Medical Device Test System
How S5 Solutions designed an ATE with modular hardware and software to increase dependability
The client had a line of medical equipment with a strong sales history. With their market going strong and a new model about to be introduced, they were looking for a path to update their production test system.
A medical device manufacturer client had an old test system. Wear and age had taken a toll. It required increased maintenance and attention to keep it running dependably.
The software was suffering from a similar problem. Although software doesn't wear out like hardware does, things change around it. It saved reports in an old format that did not comply with the new company standard. It was also still running on Windows XP, which IT would no longer allow to connect to the network, making even getting the test reports a hassle.
The system had served it's purpose for many years. It was in need of an update.
S5 engineers worked with the client's team to design the new solution. The product engineers who designed the UUT helped us understand the nuances of their design. The UUT is a device which itself acts as a calibration standard, so there were very tight requirements for accuracy.
Each UUT require complex calibration due to the nature of the device. The tight limits for calibration meant very controlled signal pathways for switching loads and measurement channels for the ATE.
One of the most challenging aspects of the design was maintaining low impedance paths for the test measurements. One of the UUTs functions is to be able to detect very small current leaks. Testing that functionality involved switching very small resistive loads in a way that minimized any effects of our switching circuitry. Other functions of the UUT require testing under high current and high voltage conditions. So the system needed to be able to handle all of those extremes.

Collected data

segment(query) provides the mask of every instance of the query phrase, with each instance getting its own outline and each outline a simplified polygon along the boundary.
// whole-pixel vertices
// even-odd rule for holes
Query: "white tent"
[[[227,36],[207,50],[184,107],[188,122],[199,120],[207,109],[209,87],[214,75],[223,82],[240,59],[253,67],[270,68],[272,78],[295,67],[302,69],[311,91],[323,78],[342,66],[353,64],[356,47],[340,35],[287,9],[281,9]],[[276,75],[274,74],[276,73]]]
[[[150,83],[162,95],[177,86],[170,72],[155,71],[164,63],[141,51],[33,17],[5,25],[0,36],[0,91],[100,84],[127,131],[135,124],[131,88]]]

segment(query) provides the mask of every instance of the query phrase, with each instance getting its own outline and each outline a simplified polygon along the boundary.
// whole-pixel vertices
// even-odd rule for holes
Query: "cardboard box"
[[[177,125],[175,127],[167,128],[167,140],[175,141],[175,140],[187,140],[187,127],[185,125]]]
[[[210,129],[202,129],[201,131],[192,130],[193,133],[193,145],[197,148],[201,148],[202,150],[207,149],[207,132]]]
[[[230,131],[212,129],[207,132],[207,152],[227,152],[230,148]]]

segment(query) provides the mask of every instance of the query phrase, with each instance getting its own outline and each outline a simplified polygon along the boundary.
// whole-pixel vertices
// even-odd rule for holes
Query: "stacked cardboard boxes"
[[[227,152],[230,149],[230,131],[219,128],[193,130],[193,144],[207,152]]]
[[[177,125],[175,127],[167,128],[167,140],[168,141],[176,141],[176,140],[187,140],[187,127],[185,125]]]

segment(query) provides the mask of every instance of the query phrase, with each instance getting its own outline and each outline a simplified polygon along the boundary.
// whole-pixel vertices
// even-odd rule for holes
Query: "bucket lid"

Work task 1
In the medical device test system text, switch "hassle" to "nuisance" and give the passage from "The software was" up to and including "reports a hassle.".
Work task 2
Pick up the medical device test system case study from its last sentence and carry it forward.
The records have nothing to do with this.

Task answer 1
The software was suffering from a similar problem. Although software doesn't wear out like hardware does, things change around it. It saved reports in an old format that did not comply with the new company standard. It was also still running on Windows XP, which IT would no longer allow to connect to the network, making even getting the test reports a nuisance.

Task answer 2
We divided the system by functional test type and linked them via a series of busses each purposes. Since the switching requirements were so tight, we created custom switching boards rather than using a COTS switching matrix. This allowed us to mix and match the unique combination of signals the UUT requires. Each switching board has relays appropriate for the signals it uses (e.g. low impedance, high current, high voltage, etc.). These boards create a modular measurement system, each with specialized abilities.
The resulting design is reliable and easy to maintain. The flat panel layout of the modular boards allows for easy diagnostic, maintenance, and replacement.
We used the S5 Solutions ALOHA system as the framework for the software modules. Many of the modules are hardware abstractions of the measurement subsystems. They were design to be easy to change, since support for the next generation machine is next on the list. A HAL driver change will be able to support the new UUT hardware with minimal software change.
NI TestStand ties the system together, directing the ALOHA Agents, making measurements, and logging the results to the corporate reporting system. That means it can tie into the rest of the business systems for automatic creation of required FDA documentation for each of the UUTs.